Rezension

Wer sind jetzt die Monster?

Die Voliere - Marc-Oliver Bischoff

Die Voliere
von Marc-Oliver Bischoff

Bewertet mit 5 Sternen

„Obwohl ich nicht damit gerechnet habe, freue ich mich darauf, das Gefängnis nach über zwanzig Jahren zu verlassen. Ich habe meine Strafe verbüßt. Ich habe alles getan, um zu verhindern, dass ich rückfällig werde. Aber ich fürchte trotzdem, dass alles in einem Fiasko endet. Wir sind wie Aussätzige. Niemand will uns in seiner Nähe haben. Und die Medien und die Technologie sorgen dafür, dass alle Welt jederzeit über unseren jeweiligen Aufenthaltsort informiert ist.“ (S. 47f)

Nach über zwanzig Jahren Haft sollen nun drei Männer aus der Sicherungsverwahrung entlassen werden. Die Verbrechen, wegen derer sie verurteilt worden, sind geeignet, bei den meisten Menschen große Angst auszulösen. Die Psychologin Nora Winter soll den Wiedereingliederungsprozess beratend unterstützend, aber ist eine Wiedereingliederung in die Gesellschaft für solche Männer überhaupt möglich?

** Bereichsbeschreibungen in natürlicher Sprache **

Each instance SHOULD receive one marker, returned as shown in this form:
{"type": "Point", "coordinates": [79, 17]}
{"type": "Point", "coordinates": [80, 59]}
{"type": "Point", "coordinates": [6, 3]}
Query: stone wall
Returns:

** Aufgaben **
1 - Wie lässt sich der Absatz der Rezension, der mit „Nach über zwanzig Jahren Haft“ beginnt, als knappe Stichpunktliste wiedergeben, ohne seine wesentlichen Fakten zu verlieren?
2 - Wie könnte die Rezension zu „Die Voliere“ nach ihrem letzten Satz weitergehen? Führe sie fort.

** Lösungen **
1 -
- Drei Männer sollen nach über zwanzig Jahren Haft aus der Sicherungsverwahrung entlassen werden.
- Ihre Verbrechen können bei den meisten Menschen große Angst auslösen.
- Die Psychologin Nora Winter soll die Wiedereingliederung beratend unterstützen.
- Offen bleibt: Ist eine Wiedereingliederung solcher Männer in die Gesellschaft überhaupt möglich?

2 -
Auch ohne Schwierigkeiten von außen stellt das Leben in „Freiheit“ die Entlassenen vor große Probleme. Nicht jeder schafft es, sein Leben wieder zu organisieren. Und haben die Männer tatsächlich ihre gefährlichen Neigungen im Griff? Waren die Therapien wirklich erfolgreich? Dazu reagieren die Nachbarn mit deutlicher Ablehnung, die sich zur Panik steigert, als in der Gegend ein Junge verschwindet. Und dann gibt es auch noch Menschen, die diese Situation für ihre Zwecke ausnutzen wollen – das ganze wird zum Politikum.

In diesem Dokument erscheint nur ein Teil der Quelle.